======== Provided material ========

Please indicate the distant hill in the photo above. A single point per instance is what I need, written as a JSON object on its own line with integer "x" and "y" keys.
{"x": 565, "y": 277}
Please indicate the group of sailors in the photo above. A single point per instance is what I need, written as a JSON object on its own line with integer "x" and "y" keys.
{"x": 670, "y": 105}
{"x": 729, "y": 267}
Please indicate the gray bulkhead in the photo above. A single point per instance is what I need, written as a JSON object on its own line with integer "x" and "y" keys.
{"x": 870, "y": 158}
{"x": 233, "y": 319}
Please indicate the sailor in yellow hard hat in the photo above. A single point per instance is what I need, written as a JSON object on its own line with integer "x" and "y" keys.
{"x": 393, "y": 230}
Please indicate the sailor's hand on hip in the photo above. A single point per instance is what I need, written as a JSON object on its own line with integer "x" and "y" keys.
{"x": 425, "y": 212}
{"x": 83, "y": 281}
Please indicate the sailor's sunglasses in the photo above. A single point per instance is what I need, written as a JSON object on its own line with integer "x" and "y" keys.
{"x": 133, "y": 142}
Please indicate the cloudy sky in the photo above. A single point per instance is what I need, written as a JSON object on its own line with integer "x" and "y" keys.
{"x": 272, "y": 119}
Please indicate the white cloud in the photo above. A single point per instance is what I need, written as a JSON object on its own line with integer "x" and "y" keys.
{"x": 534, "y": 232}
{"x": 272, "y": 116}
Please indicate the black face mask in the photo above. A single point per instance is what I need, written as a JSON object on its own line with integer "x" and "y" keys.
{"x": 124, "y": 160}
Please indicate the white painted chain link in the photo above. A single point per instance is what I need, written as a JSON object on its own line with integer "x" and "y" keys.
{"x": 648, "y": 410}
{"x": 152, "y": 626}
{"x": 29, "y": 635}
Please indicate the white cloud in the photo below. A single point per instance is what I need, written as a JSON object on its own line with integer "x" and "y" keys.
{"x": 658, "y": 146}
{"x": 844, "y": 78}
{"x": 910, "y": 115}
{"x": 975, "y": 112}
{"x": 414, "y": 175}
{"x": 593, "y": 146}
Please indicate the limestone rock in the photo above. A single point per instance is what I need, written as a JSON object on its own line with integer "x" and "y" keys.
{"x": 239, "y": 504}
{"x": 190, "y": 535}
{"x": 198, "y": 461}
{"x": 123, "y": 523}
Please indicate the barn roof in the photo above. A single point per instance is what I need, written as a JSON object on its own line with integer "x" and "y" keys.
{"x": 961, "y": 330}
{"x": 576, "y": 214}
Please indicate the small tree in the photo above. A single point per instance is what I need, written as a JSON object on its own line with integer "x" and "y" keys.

========

Return the lines above starting at the one that contains "Please indicate the limestone" and continuing through the final line, copying each one without any change.

Please indicate the limestone rock in the photo above. A single point per instance is what I need, written as a JSON object on its own line with integer "x" and "y" keys.
{"x": 239, "y": 504}
{"x": 190, "y": 535}
{"x": 198, "y": 461}
{"x": 123, "y": 523}
Please indicate the barn roof in the photo above. A single point per instance is what I need, written as a JSON object on its own line with integer "x" and "y" keys.
{"x": 961, "y": 330}
{"x": 576, "y": 214}
Please indicate the small tree in the photo above. A single point per instance is what I need, written as a JSON object on its own line with integer "x" and "y" keys.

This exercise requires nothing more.